Consigne donnée 1
Répondez aux questions suivantes sur l'extrait consacré aux feuilletons télévisés du ramadan :
(a) Que font les chaînes de leurs tarifs publicitaires pendant cette période ?
(b) Pour quel journal écrit Muhammad ‘Abd al-Rahmân ?
(c) Comment sont signalées, dans la synthèse traduite, les précisions absentes de l'article ?

-- -- --

Le dernier ramadan avait été l’occasion d’aborder dans ce blog la question des feuilletons télévisés durant cette période de l’année, la seule probablement, où les conversations politiques le cèdent dans les conversations quotidiennes aux discussions à propos des programmes spéciaux offerts sur les différentes chaînes. Ces dernières, qui préparent l'événement tout le long de l'année, en profitent pour doubler leurs tarifs publicitaires.
Un an après, le spectacle n’a pas vraiment changé, si ce n’est que le poids du religieux, traditionnellement très présent à l’occasion de cette fête, se fait peut-être encore plus sentir. Impression conforme à l'évolution globale du paysage médiatique arabe marqué, cette année, par la création de plusieurs chaînes religieuses spécialisées, déjà évoquée dans un billet précédent.
Sur ce sujet, voici ce qu’a publié récemment Muhammad ‘Abd al-Rahmân, un journaliste d’Al-Akhbar (journal proche du Hezbollah, faut-il le rappeler), sur la question, sous le titre « Et c’est ainsi que la ‘religion’ a gagné la guerre du satellite » (هكذا ربح «الدين» حرب الفضاء).
D’éventuelles précisions qui ne figurent pas dans l’article ont été rajoutées entre crochets dans cette synthèse librement traduite.

-- -- --

Consigne donnée 2
Rassemblez chaque ligne des enregistrements ci-dessous qui contient la chaîne « below ». La casse compte.

Matériel fourni
-- -- --

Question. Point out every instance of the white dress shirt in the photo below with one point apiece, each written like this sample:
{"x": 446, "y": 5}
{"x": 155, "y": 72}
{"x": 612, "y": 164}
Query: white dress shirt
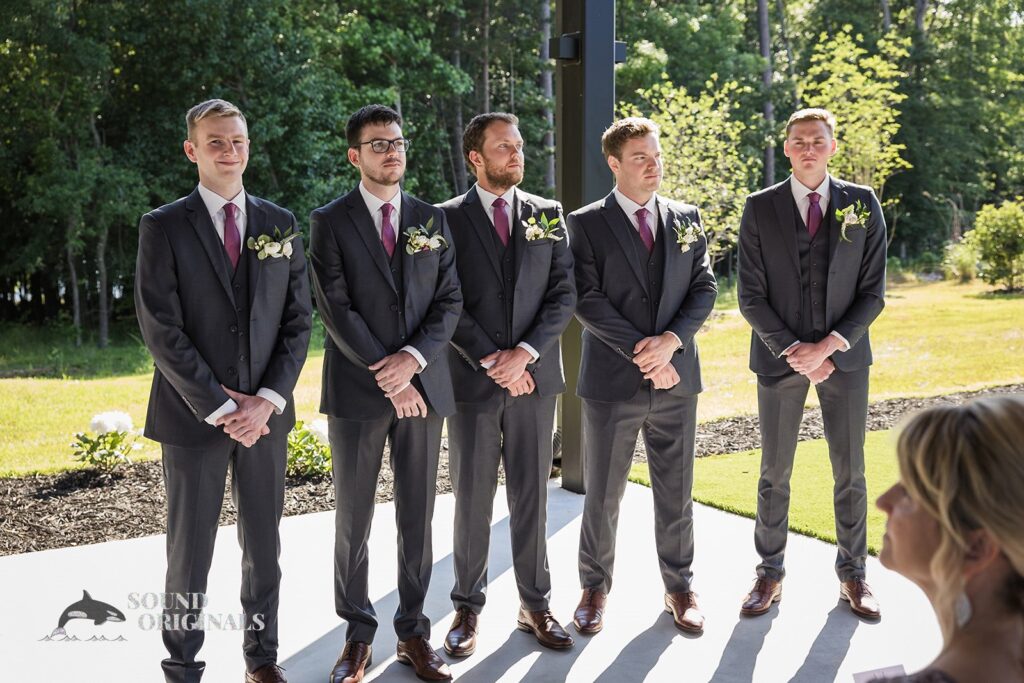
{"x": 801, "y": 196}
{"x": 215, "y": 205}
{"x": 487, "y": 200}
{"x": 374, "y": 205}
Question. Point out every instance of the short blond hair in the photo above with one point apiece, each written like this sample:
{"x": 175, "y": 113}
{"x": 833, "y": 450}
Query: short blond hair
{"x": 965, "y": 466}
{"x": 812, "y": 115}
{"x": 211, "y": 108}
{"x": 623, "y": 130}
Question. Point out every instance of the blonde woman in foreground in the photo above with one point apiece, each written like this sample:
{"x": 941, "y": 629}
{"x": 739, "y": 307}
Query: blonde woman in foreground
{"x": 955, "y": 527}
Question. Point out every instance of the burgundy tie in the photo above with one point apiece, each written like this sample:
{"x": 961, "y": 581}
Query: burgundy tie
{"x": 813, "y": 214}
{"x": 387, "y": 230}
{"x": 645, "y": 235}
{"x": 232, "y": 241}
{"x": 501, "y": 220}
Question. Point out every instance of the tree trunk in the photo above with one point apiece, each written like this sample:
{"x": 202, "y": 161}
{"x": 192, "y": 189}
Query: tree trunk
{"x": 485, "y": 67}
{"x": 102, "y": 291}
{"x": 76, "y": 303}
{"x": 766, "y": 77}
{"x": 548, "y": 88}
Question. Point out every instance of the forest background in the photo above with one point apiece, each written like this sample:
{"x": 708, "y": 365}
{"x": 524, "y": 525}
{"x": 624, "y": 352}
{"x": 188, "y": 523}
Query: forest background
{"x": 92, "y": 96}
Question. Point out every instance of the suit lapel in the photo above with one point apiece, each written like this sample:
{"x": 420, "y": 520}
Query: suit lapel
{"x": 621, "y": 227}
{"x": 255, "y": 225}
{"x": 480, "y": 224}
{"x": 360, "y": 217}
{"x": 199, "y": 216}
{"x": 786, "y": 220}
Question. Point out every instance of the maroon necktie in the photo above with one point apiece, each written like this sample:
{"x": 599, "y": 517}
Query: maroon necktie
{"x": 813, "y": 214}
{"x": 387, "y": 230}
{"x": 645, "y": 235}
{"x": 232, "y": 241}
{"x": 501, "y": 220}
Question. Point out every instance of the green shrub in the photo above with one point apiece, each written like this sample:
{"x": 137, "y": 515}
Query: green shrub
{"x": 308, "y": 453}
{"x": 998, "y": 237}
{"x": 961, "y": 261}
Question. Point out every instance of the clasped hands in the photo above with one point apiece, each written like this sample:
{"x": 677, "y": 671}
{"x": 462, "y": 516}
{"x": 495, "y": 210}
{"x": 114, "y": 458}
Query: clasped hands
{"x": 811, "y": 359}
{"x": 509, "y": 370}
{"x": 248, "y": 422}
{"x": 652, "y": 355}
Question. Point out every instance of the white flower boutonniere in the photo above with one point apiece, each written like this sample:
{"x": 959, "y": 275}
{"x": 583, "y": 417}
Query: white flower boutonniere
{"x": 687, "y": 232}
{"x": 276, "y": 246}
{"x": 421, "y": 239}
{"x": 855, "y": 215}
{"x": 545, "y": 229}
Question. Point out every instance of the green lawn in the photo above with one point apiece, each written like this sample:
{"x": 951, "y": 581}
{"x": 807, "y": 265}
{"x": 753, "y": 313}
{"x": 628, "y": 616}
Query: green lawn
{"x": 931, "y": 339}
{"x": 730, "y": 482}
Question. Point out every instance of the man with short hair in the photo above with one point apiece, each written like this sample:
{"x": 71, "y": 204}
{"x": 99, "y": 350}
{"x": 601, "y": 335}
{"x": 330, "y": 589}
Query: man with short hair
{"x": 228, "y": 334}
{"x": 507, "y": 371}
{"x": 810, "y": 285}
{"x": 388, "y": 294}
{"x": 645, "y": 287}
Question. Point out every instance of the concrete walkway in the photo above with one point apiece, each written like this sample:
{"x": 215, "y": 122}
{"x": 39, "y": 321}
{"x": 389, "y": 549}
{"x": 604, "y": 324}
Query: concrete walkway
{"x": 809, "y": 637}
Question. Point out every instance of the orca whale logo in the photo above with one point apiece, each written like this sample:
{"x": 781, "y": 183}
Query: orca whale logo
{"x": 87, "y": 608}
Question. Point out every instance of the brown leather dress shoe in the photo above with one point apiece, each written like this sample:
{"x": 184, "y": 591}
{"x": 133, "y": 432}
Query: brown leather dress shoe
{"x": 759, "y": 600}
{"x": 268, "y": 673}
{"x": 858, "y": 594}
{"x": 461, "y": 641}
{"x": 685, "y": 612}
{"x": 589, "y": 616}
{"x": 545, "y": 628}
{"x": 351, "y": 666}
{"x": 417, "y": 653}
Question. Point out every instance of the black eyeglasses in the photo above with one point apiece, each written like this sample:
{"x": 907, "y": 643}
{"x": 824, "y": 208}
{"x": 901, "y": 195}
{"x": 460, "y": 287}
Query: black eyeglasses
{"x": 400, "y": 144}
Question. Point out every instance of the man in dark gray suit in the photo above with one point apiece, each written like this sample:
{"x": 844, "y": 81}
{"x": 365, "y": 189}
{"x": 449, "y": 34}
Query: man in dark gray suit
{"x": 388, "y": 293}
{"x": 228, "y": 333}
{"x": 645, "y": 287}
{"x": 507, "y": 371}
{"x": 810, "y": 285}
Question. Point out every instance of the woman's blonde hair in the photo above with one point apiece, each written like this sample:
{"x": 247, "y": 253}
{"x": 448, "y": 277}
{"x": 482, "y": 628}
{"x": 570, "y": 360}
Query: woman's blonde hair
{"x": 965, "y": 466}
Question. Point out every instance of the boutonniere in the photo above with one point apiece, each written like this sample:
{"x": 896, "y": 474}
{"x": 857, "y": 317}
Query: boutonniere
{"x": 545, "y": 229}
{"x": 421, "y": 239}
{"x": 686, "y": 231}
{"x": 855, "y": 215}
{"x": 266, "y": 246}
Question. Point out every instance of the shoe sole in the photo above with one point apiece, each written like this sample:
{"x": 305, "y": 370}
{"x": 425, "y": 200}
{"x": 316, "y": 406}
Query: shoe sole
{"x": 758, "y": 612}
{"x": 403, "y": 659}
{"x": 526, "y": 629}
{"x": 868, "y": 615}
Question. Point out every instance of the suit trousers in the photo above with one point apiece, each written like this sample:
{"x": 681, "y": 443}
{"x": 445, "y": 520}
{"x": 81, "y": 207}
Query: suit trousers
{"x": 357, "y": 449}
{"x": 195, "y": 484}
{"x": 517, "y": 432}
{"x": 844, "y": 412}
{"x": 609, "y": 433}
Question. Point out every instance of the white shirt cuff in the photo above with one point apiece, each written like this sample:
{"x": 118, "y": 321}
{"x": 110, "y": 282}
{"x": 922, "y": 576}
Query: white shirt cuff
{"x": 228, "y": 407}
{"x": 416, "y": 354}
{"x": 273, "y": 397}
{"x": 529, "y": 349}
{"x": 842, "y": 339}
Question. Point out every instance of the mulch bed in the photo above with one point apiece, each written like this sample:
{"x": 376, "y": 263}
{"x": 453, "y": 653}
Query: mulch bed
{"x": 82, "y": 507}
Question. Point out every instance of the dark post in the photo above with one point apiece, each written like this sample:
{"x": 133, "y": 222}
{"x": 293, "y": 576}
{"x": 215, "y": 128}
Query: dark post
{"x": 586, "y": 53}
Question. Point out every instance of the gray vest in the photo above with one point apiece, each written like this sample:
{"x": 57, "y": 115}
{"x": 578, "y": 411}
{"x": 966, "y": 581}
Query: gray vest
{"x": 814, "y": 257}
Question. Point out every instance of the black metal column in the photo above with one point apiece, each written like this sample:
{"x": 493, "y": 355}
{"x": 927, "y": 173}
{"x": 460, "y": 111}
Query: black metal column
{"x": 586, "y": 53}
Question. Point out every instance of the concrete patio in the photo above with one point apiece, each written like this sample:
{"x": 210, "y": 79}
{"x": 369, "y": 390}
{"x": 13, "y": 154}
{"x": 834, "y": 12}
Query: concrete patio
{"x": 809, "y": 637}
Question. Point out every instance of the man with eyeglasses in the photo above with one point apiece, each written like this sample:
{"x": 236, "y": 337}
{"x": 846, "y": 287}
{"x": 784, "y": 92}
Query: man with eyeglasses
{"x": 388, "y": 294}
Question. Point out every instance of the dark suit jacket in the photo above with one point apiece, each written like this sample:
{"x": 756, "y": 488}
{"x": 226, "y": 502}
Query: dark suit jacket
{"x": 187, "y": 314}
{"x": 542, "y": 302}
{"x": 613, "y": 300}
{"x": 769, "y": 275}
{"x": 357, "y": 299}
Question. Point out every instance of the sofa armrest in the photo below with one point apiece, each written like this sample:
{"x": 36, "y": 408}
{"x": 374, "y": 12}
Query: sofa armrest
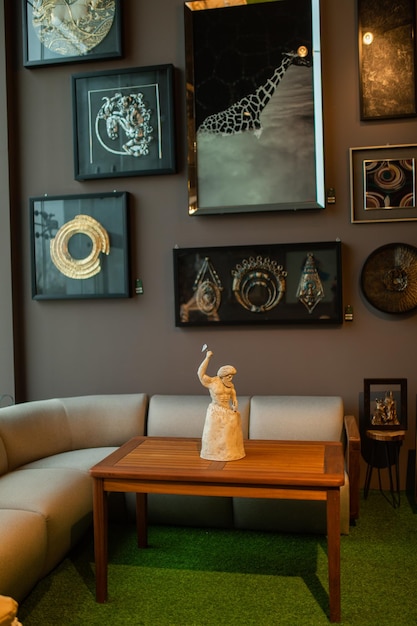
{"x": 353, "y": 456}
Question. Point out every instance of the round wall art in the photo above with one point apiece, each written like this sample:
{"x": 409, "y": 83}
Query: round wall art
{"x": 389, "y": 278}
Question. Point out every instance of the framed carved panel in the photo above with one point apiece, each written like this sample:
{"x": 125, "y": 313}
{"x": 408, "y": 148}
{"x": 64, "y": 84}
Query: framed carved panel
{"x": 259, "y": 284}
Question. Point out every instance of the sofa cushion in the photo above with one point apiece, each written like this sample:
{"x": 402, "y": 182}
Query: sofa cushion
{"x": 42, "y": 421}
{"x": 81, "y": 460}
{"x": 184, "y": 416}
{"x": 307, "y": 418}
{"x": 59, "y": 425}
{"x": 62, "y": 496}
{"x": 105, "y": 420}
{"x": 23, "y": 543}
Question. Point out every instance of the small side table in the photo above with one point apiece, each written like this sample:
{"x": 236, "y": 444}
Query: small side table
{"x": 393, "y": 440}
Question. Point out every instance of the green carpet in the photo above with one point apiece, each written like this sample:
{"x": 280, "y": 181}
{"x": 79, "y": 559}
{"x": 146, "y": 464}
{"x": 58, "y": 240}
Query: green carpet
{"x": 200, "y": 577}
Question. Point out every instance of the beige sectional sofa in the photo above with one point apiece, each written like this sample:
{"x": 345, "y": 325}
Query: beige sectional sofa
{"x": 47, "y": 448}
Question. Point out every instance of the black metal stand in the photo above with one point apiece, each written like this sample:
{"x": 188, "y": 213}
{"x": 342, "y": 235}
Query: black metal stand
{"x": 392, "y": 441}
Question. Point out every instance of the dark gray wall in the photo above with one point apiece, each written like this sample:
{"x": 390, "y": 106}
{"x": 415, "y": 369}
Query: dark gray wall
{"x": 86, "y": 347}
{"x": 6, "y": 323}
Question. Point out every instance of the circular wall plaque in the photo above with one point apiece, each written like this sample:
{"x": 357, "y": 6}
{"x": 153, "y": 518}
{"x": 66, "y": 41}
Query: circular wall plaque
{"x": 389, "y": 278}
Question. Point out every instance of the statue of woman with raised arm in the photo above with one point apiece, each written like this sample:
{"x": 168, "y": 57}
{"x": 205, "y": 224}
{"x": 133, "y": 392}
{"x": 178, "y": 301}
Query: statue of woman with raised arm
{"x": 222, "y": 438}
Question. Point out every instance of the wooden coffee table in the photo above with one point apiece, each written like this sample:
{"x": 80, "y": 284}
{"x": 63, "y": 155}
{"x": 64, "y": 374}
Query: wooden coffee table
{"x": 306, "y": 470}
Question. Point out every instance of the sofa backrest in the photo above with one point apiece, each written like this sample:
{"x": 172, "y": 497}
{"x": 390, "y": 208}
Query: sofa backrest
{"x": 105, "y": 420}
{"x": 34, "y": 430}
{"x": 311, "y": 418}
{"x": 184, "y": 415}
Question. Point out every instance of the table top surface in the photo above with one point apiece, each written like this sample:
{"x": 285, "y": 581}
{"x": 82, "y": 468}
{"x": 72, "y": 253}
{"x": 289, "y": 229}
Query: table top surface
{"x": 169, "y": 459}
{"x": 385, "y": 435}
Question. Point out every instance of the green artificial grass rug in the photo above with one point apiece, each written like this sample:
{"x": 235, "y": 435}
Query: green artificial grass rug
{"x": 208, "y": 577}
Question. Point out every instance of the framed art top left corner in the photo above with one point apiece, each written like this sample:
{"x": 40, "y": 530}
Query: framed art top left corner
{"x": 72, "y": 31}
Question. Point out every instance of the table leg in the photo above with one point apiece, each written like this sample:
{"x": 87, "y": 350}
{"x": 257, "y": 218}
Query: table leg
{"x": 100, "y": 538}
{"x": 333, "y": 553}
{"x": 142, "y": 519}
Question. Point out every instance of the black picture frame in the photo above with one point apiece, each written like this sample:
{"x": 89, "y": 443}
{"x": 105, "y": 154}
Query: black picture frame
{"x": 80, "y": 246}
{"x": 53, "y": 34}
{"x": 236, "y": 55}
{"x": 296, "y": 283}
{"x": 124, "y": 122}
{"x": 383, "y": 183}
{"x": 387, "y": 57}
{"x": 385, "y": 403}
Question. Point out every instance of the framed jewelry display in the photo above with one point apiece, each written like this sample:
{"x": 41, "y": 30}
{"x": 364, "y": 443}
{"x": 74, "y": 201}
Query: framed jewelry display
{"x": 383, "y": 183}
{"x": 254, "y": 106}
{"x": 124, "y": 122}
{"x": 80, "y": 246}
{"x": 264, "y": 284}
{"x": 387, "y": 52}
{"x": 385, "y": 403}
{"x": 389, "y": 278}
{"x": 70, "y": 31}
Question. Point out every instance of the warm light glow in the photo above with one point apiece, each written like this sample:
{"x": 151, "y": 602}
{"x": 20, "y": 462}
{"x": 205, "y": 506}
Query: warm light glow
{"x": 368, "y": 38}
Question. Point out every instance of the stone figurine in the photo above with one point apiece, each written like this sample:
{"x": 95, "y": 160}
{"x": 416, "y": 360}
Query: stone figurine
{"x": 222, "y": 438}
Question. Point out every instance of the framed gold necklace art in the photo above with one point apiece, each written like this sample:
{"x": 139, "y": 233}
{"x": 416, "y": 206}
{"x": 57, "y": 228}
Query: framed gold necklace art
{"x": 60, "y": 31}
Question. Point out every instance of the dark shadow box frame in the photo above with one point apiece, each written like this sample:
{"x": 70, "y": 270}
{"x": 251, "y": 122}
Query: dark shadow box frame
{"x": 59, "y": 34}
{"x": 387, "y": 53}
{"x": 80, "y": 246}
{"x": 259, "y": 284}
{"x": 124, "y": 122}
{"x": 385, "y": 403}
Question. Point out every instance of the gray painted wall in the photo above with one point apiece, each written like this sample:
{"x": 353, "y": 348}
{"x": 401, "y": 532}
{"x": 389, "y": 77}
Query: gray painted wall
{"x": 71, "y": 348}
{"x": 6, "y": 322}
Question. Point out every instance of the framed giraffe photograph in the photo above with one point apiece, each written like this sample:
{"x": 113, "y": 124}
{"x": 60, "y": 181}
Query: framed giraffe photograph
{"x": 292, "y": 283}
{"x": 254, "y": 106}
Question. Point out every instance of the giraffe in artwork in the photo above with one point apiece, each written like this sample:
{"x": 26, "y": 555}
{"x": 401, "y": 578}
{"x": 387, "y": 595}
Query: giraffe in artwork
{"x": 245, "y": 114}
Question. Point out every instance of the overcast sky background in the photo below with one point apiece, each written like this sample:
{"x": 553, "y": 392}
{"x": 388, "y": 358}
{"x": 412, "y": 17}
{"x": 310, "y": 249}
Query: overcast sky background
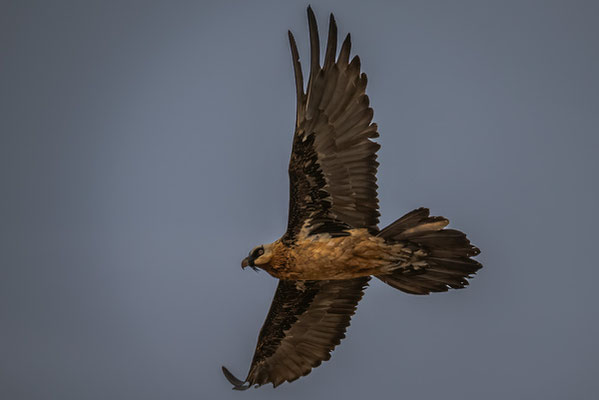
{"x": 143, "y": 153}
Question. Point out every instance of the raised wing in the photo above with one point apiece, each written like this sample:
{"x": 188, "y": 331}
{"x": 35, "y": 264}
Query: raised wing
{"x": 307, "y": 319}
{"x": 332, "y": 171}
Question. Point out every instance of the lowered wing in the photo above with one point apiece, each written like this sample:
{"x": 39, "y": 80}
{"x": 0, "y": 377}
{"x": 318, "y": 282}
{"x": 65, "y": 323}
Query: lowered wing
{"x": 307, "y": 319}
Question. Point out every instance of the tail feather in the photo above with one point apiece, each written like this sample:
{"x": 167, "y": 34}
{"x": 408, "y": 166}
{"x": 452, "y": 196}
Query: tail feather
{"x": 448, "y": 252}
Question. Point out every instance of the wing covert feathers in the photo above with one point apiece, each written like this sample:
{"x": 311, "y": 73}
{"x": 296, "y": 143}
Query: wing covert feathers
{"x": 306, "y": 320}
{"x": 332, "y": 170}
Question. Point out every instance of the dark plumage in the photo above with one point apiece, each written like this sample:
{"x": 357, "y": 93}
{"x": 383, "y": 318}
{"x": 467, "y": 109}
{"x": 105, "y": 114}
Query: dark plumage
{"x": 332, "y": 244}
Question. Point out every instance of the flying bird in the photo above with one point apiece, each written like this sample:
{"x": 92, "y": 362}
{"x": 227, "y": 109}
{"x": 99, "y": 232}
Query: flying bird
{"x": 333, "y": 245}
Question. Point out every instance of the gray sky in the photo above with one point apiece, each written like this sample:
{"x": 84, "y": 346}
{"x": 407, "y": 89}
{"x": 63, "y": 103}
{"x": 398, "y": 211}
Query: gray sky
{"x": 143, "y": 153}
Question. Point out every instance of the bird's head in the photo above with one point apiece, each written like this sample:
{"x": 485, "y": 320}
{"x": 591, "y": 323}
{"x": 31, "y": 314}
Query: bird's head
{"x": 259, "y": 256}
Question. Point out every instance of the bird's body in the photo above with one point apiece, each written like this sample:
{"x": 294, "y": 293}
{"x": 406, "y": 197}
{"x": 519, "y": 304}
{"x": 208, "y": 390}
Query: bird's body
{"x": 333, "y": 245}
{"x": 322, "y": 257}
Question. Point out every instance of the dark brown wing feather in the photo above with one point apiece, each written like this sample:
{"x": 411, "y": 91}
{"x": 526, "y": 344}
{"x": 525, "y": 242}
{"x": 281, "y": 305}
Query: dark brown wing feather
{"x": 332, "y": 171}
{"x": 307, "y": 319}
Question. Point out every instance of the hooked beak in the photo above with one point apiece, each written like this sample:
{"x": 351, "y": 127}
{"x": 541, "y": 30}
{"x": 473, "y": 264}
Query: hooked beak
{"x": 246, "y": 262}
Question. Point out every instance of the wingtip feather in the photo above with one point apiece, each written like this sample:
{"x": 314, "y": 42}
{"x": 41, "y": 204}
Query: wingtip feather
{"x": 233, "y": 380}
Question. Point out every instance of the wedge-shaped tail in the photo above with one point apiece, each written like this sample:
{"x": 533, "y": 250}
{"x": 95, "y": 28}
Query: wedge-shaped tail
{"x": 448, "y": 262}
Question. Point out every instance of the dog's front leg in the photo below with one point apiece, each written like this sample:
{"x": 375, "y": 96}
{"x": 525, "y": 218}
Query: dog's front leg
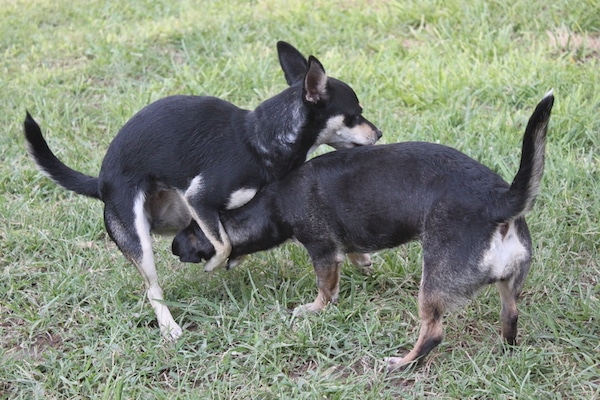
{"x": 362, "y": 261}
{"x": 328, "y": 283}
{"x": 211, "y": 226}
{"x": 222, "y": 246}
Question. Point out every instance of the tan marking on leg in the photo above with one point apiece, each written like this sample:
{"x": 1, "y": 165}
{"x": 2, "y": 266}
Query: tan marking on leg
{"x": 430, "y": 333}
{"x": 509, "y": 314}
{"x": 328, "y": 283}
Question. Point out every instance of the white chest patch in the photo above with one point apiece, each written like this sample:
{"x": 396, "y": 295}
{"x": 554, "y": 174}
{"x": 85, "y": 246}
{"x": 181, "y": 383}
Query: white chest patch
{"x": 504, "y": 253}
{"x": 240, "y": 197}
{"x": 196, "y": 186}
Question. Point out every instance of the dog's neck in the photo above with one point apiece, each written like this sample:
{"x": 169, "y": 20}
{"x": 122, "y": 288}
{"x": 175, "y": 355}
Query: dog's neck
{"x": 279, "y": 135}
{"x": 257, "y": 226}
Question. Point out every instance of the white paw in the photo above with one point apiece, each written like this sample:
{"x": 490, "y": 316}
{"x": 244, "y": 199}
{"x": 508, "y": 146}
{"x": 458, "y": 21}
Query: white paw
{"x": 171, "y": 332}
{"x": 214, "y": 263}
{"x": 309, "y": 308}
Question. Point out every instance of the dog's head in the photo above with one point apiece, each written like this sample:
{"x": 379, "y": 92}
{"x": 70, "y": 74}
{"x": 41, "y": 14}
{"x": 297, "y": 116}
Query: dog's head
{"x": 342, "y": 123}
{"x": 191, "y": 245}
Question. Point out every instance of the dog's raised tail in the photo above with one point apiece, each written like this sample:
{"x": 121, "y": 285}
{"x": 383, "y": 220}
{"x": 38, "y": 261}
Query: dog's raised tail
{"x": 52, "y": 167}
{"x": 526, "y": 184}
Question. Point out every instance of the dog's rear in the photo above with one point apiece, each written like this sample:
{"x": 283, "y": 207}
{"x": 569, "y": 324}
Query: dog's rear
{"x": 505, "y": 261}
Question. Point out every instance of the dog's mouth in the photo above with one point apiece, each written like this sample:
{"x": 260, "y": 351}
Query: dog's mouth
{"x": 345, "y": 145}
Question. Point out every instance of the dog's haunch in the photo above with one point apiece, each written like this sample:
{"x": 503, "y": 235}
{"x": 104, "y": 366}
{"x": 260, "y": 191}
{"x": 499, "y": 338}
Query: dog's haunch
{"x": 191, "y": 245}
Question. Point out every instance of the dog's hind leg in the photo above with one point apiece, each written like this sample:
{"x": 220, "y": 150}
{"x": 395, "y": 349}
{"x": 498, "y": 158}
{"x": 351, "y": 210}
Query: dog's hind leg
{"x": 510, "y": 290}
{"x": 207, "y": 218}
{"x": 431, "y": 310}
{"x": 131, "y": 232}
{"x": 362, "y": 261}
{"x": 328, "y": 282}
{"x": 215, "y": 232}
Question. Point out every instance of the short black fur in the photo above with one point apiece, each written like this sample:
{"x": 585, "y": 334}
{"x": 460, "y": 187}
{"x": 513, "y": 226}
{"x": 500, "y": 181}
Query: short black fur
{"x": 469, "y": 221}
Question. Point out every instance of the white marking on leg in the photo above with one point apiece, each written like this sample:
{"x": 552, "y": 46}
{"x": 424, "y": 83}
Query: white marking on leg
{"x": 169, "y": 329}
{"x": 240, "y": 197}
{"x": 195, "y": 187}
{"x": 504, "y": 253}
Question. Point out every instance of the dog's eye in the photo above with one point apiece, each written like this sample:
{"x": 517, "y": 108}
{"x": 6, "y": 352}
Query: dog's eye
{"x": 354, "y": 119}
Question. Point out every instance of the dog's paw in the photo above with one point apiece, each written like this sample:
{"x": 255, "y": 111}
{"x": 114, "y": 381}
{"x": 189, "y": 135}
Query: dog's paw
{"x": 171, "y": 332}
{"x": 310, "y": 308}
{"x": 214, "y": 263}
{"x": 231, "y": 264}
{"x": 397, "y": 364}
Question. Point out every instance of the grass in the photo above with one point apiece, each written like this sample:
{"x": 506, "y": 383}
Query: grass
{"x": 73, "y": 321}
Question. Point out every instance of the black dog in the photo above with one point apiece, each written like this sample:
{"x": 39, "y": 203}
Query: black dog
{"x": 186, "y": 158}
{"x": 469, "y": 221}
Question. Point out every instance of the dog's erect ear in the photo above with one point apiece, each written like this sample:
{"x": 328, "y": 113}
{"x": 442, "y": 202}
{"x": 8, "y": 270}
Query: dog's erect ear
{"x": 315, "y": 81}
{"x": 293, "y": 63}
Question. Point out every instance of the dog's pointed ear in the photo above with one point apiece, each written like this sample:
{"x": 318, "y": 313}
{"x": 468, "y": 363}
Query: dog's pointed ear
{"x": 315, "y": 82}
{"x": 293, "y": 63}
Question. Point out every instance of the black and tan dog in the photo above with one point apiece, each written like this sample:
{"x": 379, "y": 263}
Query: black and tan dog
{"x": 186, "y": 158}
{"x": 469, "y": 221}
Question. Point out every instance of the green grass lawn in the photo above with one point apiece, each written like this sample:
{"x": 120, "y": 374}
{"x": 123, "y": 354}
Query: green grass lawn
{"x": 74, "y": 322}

-- -- --

Réponse complète 1
(a) Elles doublent leurs tarifs publicitaires.
(b) Il écrit pour Al-Akhbar.
(c) Elles sont placées entre crochets.

Réponse complète 2
Question. Point out every instance of the white dress shirt in the photo below with one point apiece, each written like this sample:
Question. Point out every instance of the sofa armrest in the photo below with one point apiece, each written like this sample:
Question. Point out every instance of the overcast sky background in the photo below with one point apiece, each written like this sample:
Question. Point out every instance of the dog's front leg in the photo below with one point apiece, each written like this sample:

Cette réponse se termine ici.